### Given task
Could you reproduce the stretch of material from the line containing "Target: white window trim" through the end, requests included, shifting every coordinate in the answers up by 96?
'''
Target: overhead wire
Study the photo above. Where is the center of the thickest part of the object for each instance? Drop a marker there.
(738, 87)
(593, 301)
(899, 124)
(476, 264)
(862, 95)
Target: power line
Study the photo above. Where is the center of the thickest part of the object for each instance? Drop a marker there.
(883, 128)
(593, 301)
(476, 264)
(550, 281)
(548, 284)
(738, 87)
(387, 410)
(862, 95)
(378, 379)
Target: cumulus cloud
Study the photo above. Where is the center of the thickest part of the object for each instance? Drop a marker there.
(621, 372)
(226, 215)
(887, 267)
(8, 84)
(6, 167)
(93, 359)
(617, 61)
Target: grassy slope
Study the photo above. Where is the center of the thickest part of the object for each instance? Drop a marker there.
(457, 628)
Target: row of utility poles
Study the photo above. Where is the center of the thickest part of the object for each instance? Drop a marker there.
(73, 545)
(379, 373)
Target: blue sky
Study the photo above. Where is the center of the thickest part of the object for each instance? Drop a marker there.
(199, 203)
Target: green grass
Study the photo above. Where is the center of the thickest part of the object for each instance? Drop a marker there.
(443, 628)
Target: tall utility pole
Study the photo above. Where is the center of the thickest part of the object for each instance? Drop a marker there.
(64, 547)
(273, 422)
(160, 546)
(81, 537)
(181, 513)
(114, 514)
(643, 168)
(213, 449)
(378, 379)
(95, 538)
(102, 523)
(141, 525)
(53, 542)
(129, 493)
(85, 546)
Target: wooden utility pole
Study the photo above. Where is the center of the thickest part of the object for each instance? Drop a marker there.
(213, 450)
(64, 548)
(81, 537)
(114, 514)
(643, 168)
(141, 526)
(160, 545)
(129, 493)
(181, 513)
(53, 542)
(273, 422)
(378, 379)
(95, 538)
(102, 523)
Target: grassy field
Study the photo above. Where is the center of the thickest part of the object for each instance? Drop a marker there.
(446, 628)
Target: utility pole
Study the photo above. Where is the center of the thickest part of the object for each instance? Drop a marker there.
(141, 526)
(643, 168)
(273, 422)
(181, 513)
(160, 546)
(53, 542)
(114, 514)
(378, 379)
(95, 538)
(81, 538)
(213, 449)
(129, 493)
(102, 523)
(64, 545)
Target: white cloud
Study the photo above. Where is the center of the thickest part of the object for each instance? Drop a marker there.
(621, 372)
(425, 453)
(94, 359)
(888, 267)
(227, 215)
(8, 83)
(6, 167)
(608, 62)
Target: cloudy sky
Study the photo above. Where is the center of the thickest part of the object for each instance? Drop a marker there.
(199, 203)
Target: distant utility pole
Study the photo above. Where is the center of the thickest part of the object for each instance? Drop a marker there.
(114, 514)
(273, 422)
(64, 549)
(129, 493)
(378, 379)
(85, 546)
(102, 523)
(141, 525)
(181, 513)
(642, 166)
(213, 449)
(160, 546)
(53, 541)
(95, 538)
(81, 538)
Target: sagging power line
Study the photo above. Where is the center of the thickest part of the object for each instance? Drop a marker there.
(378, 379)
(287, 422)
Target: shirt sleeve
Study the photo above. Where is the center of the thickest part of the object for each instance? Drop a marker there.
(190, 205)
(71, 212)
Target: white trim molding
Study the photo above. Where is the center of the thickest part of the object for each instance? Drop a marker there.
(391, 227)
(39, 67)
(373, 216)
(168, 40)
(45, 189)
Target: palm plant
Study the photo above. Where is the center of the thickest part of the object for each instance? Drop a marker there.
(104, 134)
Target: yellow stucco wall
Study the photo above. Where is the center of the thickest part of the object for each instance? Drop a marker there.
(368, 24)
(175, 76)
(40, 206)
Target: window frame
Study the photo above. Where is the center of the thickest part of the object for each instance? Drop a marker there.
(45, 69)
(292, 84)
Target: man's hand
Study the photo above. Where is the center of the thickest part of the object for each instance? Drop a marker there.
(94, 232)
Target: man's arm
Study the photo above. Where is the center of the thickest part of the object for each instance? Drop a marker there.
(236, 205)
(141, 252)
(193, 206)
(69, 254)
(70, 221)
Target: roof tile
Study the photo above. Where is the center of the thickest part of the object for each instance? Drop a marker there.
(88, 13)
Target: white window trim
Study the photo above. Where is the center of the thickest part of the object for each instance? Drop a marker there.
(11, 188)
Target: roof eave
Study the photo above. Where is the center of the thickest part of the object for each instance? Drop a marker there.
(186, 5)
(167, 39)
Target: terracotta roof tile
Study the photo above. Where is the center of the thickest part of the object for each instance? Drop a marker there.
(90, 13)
'''
### The solution
Target: white window trim
Study the photo above. Where is the center of the thickest part of the object for each instance? Drop a marker there.
(107, 284)
Target: roof eave
Study the photo above. Where is the center of the thickest part of the object for each instance? Drop a marker there.
(282, 101)
(263, 135)
Target: terracotta roof tile
Study the photo above. Where is the center of the thickest part of the object for each instance? Drop a marker there.
(186, 109)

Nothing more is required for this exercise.